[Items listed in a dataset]
═══

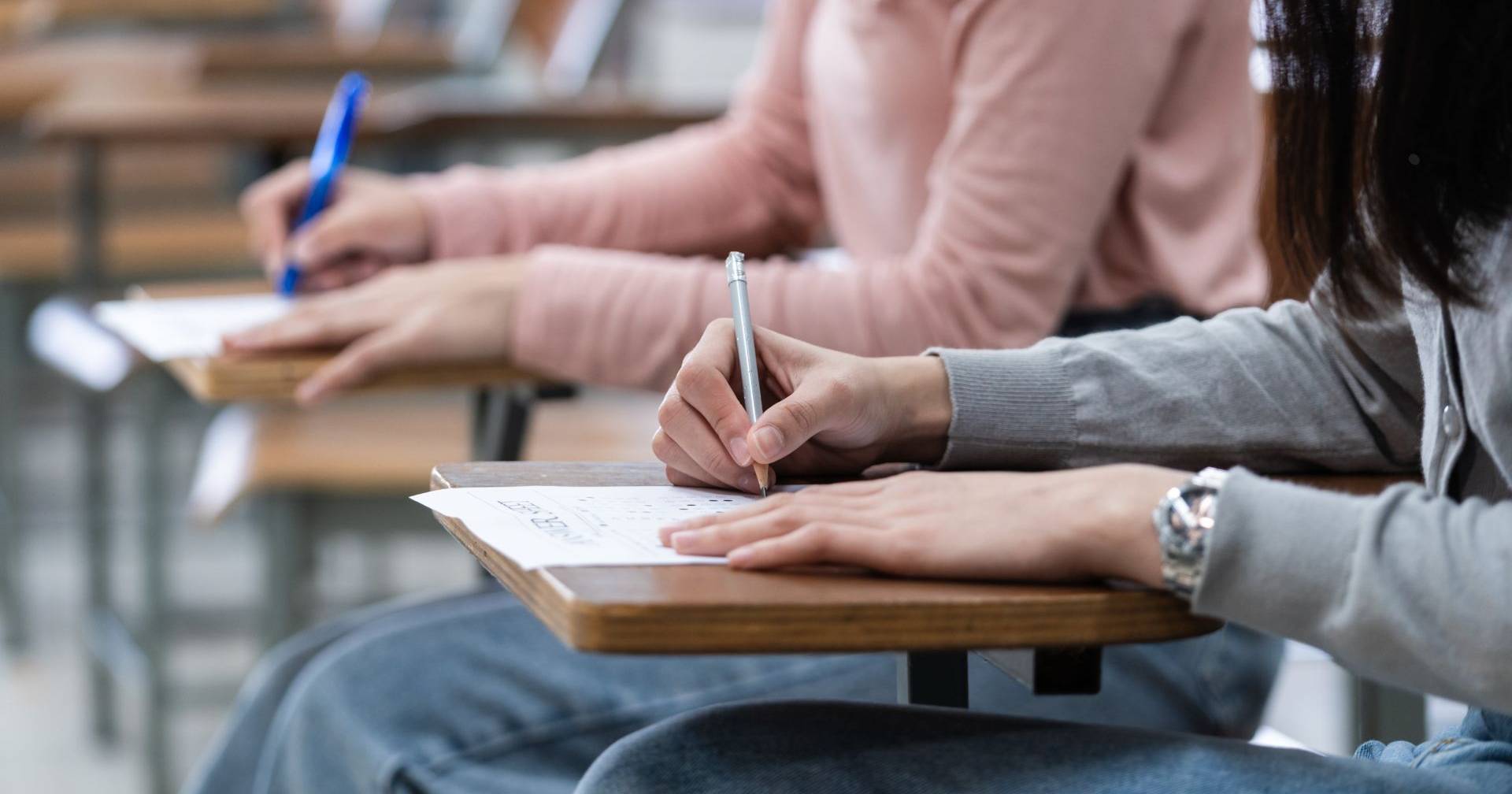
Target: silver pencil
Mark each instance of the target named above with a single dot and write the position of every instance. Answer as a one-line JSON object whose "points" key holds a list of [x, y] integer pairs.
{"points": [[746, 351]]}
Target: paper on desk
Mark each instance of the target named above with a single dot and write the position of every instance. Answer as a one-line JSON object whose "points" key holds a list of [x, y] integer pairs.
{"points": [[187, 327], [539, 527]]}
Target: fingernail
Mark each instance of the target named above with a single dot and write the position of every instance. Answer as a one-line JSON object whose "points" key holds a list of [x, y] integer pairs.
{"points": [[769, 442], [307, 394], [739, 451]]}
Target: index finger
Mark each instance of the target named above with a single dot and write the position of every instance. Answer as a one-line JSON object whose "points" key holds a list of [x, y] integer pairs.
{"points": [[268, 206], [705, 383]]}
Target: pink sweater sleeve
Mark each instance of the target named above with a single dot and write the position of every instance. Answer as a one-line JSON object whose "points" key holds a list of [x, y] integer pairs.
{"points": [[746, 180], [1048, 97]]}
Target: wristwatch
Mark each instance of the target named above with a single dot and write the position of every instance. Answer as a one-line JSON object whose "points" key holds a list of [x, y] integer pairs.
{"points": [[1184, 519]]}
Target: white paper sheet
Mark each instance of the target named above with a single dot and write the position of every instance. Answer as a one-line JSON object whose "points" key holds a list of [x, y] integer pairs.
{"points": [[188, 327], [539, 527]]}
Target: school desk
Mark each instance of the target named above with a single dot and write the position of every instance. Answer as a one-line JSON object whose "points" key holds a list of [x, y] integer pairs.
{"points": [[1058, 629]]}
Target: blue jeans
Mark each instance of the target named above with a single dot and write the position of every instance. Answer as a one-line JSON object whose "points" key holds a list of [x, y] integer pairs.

═══

• **Exercise instructions**
Gather from the data above every line with the string "paper".

• **Exercise response**
Target: paper on desk
Target: white paper sheet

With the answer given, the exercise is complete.